### STATED TASK
Format as a Markdown table with the columns No. and Line the portion of the listing that begins with the line containing "A single pin marks each instance of the sign" and ends with the line containing "Query: sign post", numbering each row and omitting any blank lines.

### INPUT DATA
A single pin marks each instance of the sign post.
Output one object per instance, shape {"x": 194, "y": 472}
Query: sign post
* * *
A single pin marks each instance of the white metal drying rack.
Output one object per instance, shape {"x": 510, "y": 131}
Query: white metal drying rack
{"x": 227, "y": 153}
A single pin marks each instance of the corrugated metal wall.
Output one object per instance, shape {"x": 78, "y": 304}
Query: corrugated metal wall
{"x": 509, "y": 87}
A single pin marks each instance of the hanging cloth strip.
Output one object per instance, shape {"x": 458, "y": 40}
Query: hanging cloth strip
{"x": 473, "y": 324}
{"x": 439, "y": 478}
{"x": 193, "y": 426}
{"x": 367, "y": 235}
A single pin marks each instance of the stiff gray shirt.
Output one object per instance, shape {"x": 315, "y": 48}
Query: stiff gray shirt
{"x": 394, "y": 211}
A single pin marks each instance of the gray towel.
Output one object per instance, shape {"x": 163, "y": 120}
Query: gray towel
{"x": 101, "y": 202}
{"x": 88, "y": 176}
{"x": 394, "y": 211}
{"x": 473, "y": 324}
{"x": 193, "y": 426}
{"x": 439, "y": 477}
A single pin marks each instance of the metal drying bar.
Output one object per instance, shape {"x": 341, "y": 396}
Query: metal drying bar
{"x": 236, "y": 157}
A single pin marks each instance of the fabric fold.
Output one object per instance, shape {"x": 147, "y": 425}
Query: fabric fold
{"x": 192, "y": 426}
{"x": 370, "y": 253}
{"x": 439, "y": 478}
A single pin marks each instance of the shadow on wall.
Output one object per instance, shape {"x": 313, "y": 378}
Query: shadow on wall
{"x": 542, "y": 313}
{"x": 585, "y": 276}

### COMPLETE RESPONSE
| No. | Line |
|---|---|
| 1 | A single pin marks each instance of the sign post. |
| 2 | Output one object per instance, shape {"x": 194, "y": 472} |
| 3 | Query: sign post |